- _Directions_:
All that should be output is the block of lines below from the line with "positive clicks: (365, 227)" to the line with "positive clicks: (600, 227)", both included, exactly as written.

- _Records to use_:
---*---
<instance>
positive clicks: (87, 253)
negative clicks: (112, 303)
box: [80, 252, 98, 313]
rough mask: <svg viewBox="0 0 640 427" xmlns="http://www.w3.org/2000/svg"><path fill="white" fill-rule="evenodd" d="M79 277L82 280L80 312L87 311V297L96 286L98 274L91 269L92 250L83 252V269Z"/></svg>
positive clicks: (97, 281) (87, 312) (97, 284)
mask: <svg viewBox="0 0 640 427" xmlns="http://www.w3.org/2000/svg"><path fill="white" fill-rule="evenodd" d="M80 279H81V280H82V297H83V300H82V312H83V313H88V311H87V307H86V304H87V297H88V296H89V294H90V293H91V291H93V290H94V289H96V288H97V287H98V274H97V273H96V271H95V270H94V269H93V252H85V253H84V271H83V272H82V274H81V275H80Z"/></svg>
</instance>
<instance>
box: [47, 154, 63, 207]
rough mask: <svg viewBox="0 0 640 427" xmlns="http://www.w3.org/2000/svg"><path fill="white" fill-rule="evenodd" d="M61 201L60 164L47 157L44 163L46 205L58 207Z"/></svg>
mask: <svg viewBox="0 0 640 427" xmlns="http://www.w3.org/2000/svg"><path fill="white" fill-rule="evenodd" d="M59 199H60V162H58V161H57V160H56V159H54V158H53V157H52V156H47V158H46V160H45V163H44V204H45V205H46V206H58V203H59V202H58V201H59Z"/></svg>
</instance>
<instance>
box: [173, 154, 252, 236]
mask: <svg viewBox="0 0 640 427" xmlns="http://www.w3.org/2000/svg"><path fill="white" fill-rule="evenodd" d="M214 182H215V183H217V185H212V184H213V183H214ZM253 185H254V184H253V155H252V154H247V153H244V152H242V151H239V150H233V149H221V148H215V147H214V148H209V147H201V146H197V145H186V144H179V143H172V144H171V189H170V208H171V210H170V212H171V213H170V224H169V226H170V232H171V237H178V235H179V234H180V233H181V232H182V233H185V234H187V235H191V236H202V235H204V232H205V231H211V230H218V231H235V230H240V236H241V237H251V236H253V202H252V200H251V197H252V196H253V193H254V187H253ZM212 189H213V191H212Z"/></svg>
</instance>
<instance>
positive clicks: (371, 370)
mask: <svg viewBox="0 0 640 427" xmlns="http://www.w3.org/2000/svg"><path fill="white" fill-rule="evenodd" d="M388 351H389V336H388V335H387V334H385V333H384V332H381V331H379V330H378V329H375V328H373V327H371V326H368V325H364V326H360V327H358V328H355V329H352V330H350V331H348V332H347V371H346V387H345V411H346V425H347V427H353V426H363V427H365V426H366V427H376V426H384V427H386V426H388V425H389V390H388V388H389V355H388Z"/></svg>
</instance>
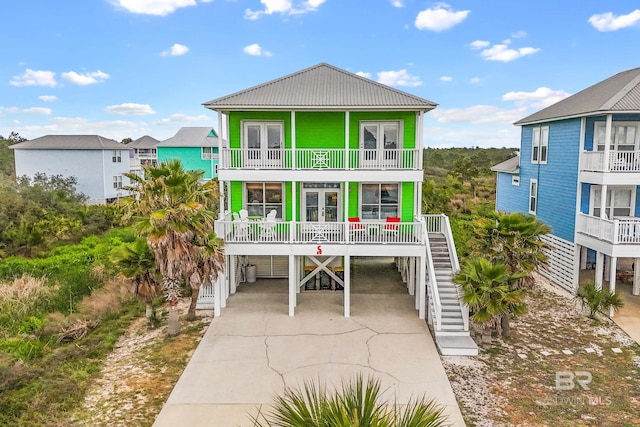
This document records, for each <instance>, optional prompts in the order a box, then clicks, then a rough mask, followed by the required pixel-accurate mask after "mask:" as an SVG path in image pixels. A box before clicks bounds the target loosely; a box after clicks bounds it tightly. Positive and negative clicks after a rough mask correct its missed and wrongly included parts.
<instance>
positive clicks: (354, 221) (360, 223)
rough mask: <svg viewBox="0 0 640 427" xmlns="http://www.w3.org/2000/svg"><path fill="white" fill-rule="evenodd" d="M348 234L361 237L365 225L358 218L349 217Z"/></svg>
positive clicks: (365, 227)
mask: <svg viewBox="0 0 640 427" xmlns="http://www.w3.org/2000/svg"><path fill="white" fill-rule="evenodd" d="M348 221H349V235H350V236H351V237H352V238H353V237H361V236H362V235H364V233H365V231H366V230H367V227H365V226H364V224H361V223H360V218H349V219H348Z"/></svg>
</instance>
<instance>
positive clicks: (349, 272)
mask: <svg viewBox="0 0 640 427" xmlns="http://www.w3.org/2000/svg"><path fill="white" fill-rule="evenodd" d="M342 292H344V317H351V255H345V256H344V290H343V291H342Z"/></svg>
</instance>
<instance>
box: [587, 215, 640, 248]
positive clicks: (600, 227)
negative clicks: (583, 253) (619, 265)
mask: <svg viewBox="0 0 640 427" xmlns="http://www.w3.org/2000/svg"><path fill="white" fill-rule="evenodd" d="M576 243H579V244H585V243H590V245H591V246H590V247H592V248H598V249H600V250H601V251H602V252H604V253H606V254H607V255H611V256H635V255H637V254H638V253H640V218H639V217H619V218H614V219H606V218H599V217H595V216H591V215H585V214H583V213H580V214H578V221H577V223H576Z"/></svg>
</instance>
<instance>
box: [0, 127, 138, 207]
mask: <svg viewBox="0 0 640 427" xmlns="http://www.w3.org/2000/svg"><path fill="white" fill-rule="evenodd" d="M9 148H11V149H13V150H14V154H15V165H16V176H18V177H21V176H25V175H26V176H27V177H29V178H31V179H33V177H34V176H35V175H36V174H37V173H44V174H46V175H49V176H50V175H62V176H65V177H70V176H74V177H76V179H77V181H78V183H77V184H76V190H77V191H78V192H79V193H83V194H84V195H86V196H87V197H88V201H87V203H89V204H102V203H108V202H111V201H113V200H115V199H117V198H118V197H122V196H125V195H127V194H128V193H127V192H126V191H125V190H123V187H124V186H126V185H128V184H129V179H128V178H127V177H125V176H124V173H126V172H129V151H130V150H129V148H128V147H127V146H126V145H123V144H121V143H119V142H117V141H114V140H112V139H108V138H104V137H102V136H99V135H46V136H42V137H40V138H36V139H33V140H31V141H24V142H21V143H19V144H14V145H11V146H9Z"/></svg>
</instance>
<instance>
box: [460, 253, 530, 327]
mask: <svg viewBox="0 0 640 427" xmlns="http://www.w3.org/2000/svg"><path fill="white" fill-rule="evenodd" d="M525 274H526V273H524V272H521V273H515V274H510V273H509V271H508V268H507V265H506V264H504V263H502V262H500V261H497V262H495V263H492V262H490V261H488V260H486V259H484V258H471V259H468V260H467V261H466V262H465V263H464V264H463V266H462V269H461V270H460V272H459V273H458V274H457V275H456V276H455V277H454V282H455V283H457V284H458V285H459V286H460V288H461V291H462V301H463V302H464V303H465V304H467V305H468V306H469V308H470V309H471V311H472V312H473V315H472V316H471V319H472V320H473V321H475V322H477V323H485V324H491V322H494V323H495V322H497V321H500V324H501V329H502V335H503V336H505V337H508V336H509V335H510V334H511V326H510V318H511V317H512V316H520V315H522V314H524V313H525V312H526V305H525V302H524V295H525V289H524V288H518V287H517V286H516V283H517V281H518V280H520V279H521V278H523V277H524V275H525Z"/></svg>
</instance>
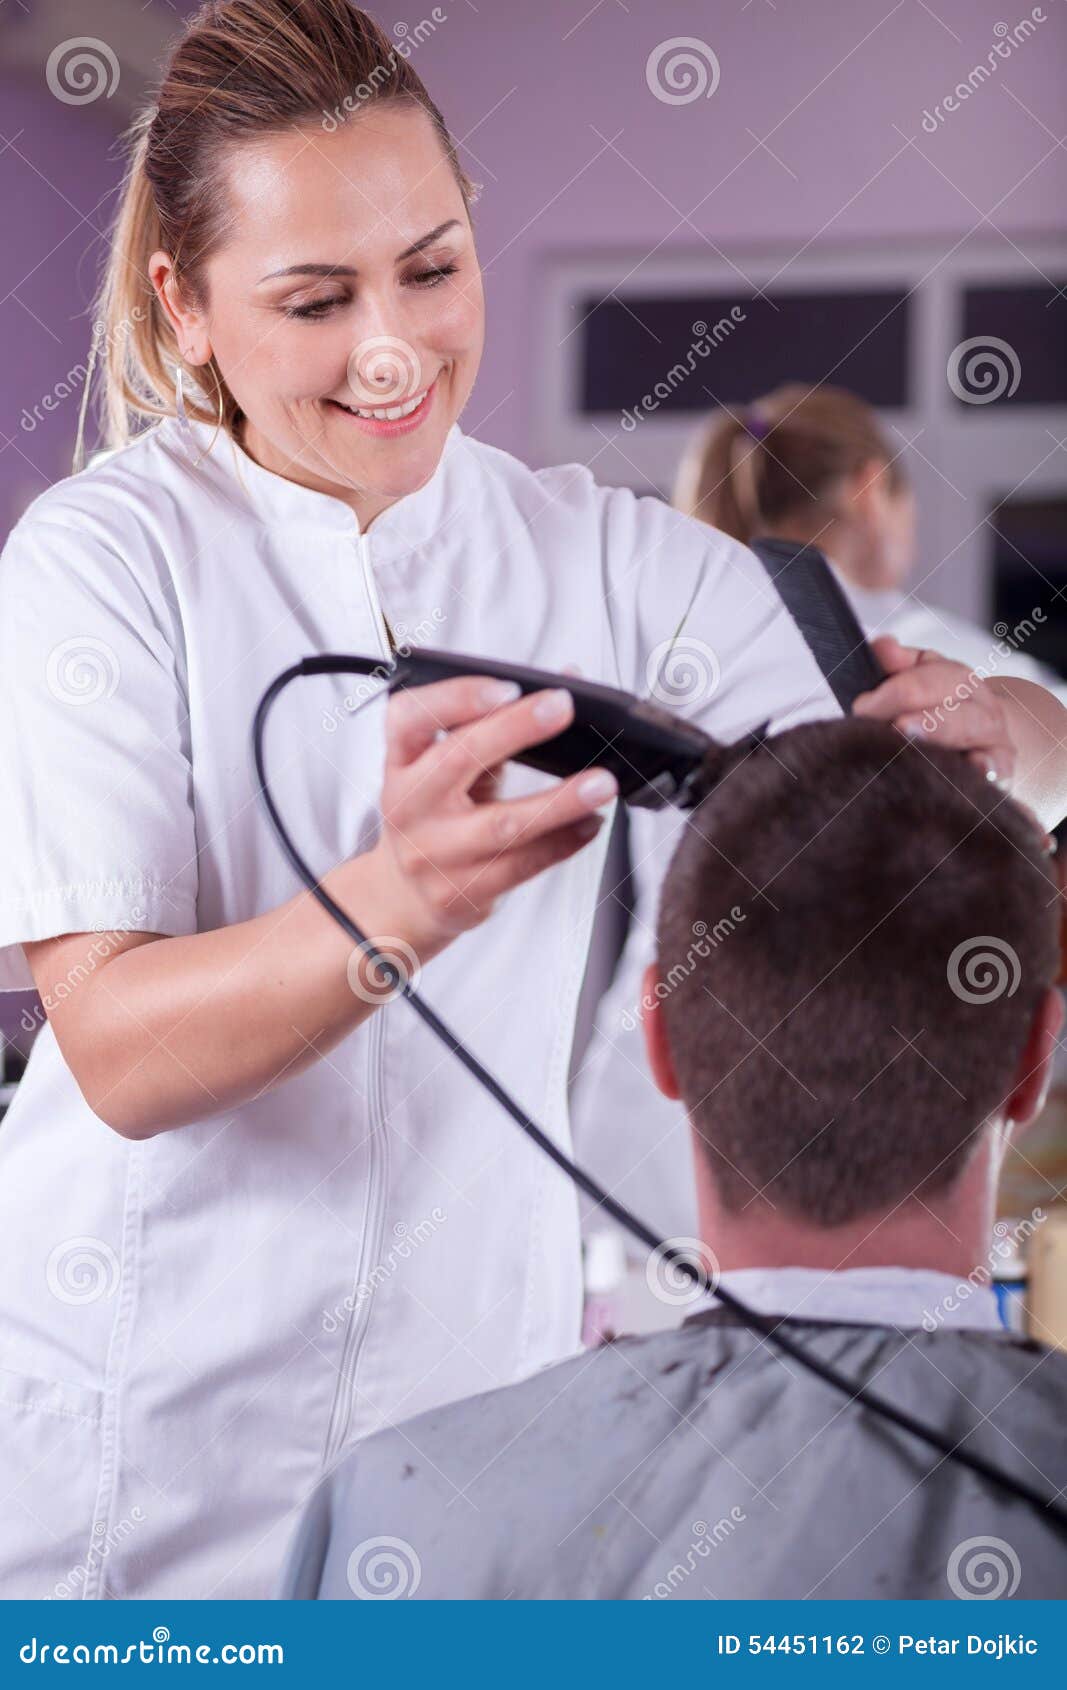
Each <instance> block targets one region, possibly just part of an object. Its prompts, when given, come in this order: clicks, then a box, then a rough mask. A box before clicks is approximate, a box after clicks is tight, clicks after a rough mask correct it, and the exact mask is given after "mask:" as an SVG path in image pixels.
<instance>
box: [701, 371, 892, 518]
mask: <svg viewBox="0 0 1067 1690" xmlns="http://www.w3.org/2000/svg"><path fill="white" fill-rule="evenodd" d="M867 463H878V465H886V466H888V472H886V473H888V477H889V488H891V492H901V490H903V488H905V485H906V478H905V473H903V470H901V466H900V461H898V456H896V453H895V450H893V446H891V444H889V441H888V438H886V434H884V433H883V429H881V424H879V421H878V412H876V411H874V409H873V407H871V406H869V404H867V402H866V401H864V399H859V397H857V395H856V394H851V392H847V390H845V389H844V387H805V385H803V384H802V382H786V384H785V385H783V387H776V389H774V392H773V394H768V395H766V397H764V399H756V401H754V402H752V404H749V406H729V407H725V409H724V411H719V412H715V414H714V416H712V419H710V421H709V423H707V424H705V428H703V429H702V433H700V436H698V438H697V441H695V443H693V446H692V448H690V451H688V453H687V456H685V460H683V463H681V470H680V473H678V482H676V487H675V500H673V502H675V505H676V507H678V510H683V512H685V514H687V515H692V517H700V521H702V522H710V524H712V527H717V529H722V532H724V534H732V536H734V539H739V541H742V542H744V544H746V546H747V542H749V541H751V539H754V537H756V536H758V534H761V532H766V531H768V529H778V527H780V526H781V524H783V522H788V521H793V522H796V524H800V529H802V531H800V532H796V534H795V536H790V537H795V539H808V537H812V536H810V532H808V531H812V529H817V527H818V524H820V522H827V521H830V517H832V515H834V499H835V493H837V490H839V487H840V482H842V480H844V477H847V475H854V473H856V472H857V470H862V466H864V465H867Z"/></svg>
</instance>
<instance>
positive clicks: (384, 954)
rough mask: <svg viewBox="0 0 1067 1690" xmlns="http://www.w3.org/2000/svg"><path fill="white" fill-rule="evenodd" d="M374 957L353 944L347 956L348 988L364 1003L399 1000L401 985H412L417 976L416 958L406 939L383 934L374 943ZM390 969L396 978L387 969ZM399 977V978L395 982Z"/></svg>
mask: <svg viewBox="0 0 1067 1690" xmlns="http://www.w3.org/2000/svg"><path fill="white" fill-rule="evenodd" d="M374 948H375V951H377V955H375V957H369V955H367V951H365V950H364V946H362V945H357V946H355V950H353V951H352V955H350V957H348V967H347V975H348V985H350V989H352V992H353V994H355V997H360V999H362V1000H364V1002H365V1004H387V1002H389V1000H391V999H394V997H399V994H401V992H402V989H404V985H414V982H416V980H418V977H419V958H418V957H416V953H414V951H413V948H411V945H408V941H406V940H396V938H391V936H389V935H384V936H382V938H380V940H374ZM391 968H394V970H396V975H392V973H391V972H389V970H391ZM397 977H399V979H397Z"/></svg>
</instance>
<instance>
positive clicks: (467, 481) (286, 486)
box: [159, 417, 473, 564]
---*---
- _Response to this task_:
positive clicks: (365, 227)
mask: <svg viewBox="0 0 640 427" xmlns="http://www.w3.org/2000/svg"><path fill="white" fill-rule="evenodd" d="M348 221H349V235H350V236H351V237H352V238H353V237H361V236H362V235H364V233H365V231H366V230H367V227H365V226H364V224H361V223H360V218H349V219H348Z"/></svg>
</instance>
<instance>
positive clicks: (349, 272)
mask: <svg viewBox="0 0 640 427" xmlns="http://www.w3.org/2000/svg"><path fill="white" fill-rule="evenodd" d="M342 292H344V317H351V255H345V256H344V290H343V291H342Z"/></svg>
</instance>
<instance>
box: [587, 215, 640, 248]
positive clicks: (600, 227)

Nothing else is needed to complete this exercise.